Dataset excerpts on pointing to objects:
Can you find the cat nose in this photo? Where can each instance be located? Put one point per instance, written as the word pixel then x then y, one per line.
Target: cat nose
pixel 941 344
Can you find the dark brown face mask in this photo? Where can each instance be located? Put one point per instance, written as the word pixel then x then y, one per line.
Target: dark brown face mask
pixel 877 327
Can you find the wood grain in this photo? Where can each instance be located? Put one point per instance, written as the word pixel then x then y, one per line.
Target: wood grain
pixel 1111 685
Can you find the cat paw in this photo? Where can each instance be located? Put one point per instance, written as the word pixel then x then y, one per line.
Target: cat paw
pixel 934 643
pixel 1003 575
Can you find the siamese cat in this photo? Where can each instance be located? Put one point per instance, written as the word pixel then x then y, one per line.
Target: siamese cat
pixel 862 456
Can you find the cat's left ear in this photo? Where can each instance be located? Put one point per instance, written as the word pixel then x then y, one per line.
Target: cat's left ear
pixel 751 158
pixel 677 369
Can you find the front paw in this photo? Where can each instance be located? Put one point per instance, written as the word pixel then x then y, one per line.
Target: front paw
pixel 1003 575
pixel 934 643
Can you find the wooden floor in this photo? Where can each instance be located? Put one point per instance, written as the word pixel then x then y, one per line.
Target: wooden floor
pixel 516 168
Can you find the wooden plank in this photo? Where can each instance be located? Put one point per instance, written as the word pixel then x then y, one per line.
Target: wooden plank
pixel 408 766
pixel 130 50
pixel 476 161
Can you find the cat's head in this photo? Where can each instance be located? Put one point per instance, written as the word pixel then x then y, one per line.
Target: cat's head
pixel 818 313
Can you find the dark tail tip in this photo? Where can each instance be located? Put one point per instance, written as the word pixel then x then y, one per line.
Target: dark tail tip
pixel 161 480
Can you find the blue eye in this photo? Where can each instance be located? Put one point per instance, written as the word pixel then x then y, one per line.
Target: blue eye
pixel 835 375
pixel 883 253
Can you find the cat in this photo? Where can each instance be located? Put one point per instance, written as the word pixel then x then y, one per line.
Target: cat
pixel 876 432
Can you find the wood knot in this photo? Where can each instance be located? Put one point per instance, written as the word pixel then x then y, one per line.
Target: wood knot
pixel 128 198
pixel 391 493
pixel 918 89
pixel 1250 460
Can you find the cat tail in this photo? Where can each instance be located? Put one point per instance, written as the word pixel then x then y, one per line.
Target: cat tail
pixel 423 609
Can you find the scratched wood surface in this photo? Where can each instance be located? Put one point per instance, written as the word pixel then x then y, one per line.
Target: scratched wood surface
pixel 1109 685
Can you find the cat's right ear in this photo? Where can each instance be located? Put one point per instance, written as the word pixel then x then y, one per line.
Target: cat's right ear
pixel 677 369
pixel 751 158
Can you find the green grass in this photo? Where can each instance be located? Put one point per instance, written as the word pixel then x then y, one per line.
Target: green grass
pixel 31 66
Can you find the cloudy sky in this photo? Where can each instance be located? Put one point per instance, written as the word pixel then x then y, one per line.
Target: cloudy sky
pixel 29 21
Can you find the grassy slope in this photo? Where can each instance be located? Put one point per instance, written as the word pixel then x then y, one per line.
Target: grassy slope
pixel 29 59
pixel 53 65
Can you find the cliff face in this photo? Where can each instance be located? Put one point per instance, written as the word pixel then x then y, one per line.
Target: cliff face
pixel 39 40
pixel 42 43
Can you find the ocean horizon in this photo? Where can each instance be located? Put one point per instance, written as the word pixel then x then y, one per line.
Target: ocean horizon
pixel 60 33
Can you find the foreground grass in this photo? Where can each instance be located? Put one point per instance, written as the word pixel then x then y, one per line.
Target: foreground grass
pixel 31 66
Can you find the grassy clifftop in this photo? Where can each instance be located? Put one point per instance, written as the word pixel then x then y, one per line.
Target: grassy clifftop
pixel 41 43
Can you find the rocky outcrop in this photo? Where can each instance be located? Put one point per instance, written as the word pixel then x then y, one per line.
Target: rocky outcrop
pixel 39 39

- What is required
Rewrite the whole listing above, putting "Object" wherever "Target" appears and keeping every other word as it is.

- In response
Can you find the cat nose in this photo? Where can each instance be located? Put one point per instance, written as the word pixel then x then y, one per line.
Object: cat nose
pixel 941 344
Can you find the dark brown face mask in this photo? Where can each instance be located? Put one point per instance, written as the word pixel then x then y, one per line.
Object: dark brown face mask
pixel 877 327
Can you find the wood grain in this photo? Where can each instance be located? Put one point per instance, written as the word pixel then x then y, one per line.
Object: wood grain
pixel 1111 685
Can you find the cat paw in this photo? Where can each instance be located? Put one point per instance, written as the word pixel then x then y, one per line.
Object: cat paw
pixel 934 643
pixel 1003 575
Can you find the siamese cat in this photo? Where can each instance be located? Put one point per instance, written as the word pixel then x then y, one per line.
Object: siamese cat
pixel 862 456
Can you find the cat's left ear in this photo? Where can each instance be located? Put one point per instance, written as the word pixel then x then y, one per line.
Object: cat's left ear
pixel 751 158
pixel 677 369
Can you find the front paw in this photo? Where can each instance be located? Put one point per instance, written as the word pixel then x then y, one per line.
Object: front paw
pixel 1003 575
pixel 934 643
Can you find the wooden floor in this photo? Where can each instance be located? Put one point per instance, written as the word pixel then x then y, one per line.
Object: wooden floor
pixel 516 168
Can you find the wooden plank in this photo? Where can each instance be located? Put one point per instance, written as the word pixel then x then y, one per line.
Object: wooden plank
pixel 408 766
pixel 130 50
pixel 476 161
Can you find the cat's head in this photo? Where can each instance be located? Put one point per instance, written as the word pixel then x then y, one per line.
Object: cat's head
pixel 818 313
Can you find the dark tail tip in this photo? Where can each instance be located? Put one point per instance, written as the word pixel then x then y, one per line.
Object: dark tail tip
pixel 161 480
Can you find the blue eye in this photo? Where can each instance be located? Put one point per instance, written as the word pixel then x then y, one per line.
Object: blue eye
pixel 835 375
pixel 883 253
Can you find the cat in this photo? Where can each instance be located? Put one point per instance, written as the word pixel then x then y, one per line.
Object: cat
pixel 876 432
Can you find the wood knot in this photo? Where can each instance be located? Put one point per instance, written as the word pixel then x then y, one per line.
Object: wood knot
pixel 128 198
pixel 391 493
pixel 918 89
pixel 1250 460
Can you find the cat tail in this photo? Where can each instance be located? Put one point per instance, written as the word pixel then x then y, one per line.
Object: cat tail
pixel 423 609
Can you find the scratched wood surface in this photo? Where can each instance be located? Put one point per instance, written as the word pixel then x then y, one per line.
Object: scratched wood surface
pixel 1109 685
Can you find the cat's right ear in this photo? Where can each instance be located? Put one point per instance, written as the word pixel then x then y, one per line.
Object: cat's right ear
pixel 677 369
pixel 751 158
Can you find the green grass in this photo? Where can each instance be located? Put one point per instance, written as the word pixel then x then y, one per line.
Object: green grass
pixel 31 66
Can you find the cloudy sky in this photo? Where can each instance be located? Put one point per instance, written as the word pixel then x then y, one per line.
Object: cloudy sky
pixel 29 21
Can you find the grassy slope in this photo? Where can each instance be located? Put one point per instance, written as the word pixel then x then y, one per line.
Object: grassy slope
pixel 29 59
pixel 53 65
Can you find the cliff face in this photo? Where can each instance be located? Put one point per instance, written as the word pixel then x then y, one per line.
Object: cliff face
pixel 39 40
pixel 42 43
Can you find the ocean horizon in this photo? Where can each instance be located? Put one point per instance, written as the word pixel then x then y, one per line.
Object: ocean horizon
pixel 60 33
Can you find the foreground grass in this photo? Where can each instance be located? Put one point per instance, written as the word pixel then x then y, one per line.
Object: foreground grass
pixel 31 66
Can you find the grassy clifftop in this photo? Where can each instance be located? Put one point per instance, written as the word pixel then x then y, one per line.
Object: grassy clifftop
pixel 41 43
Can you find the rocky outcrop in this photo? Where can each instance be located? Put one point per instance, written as the word pixel then x then y, one per line.
Object: rocky outcrop
pixel 39 39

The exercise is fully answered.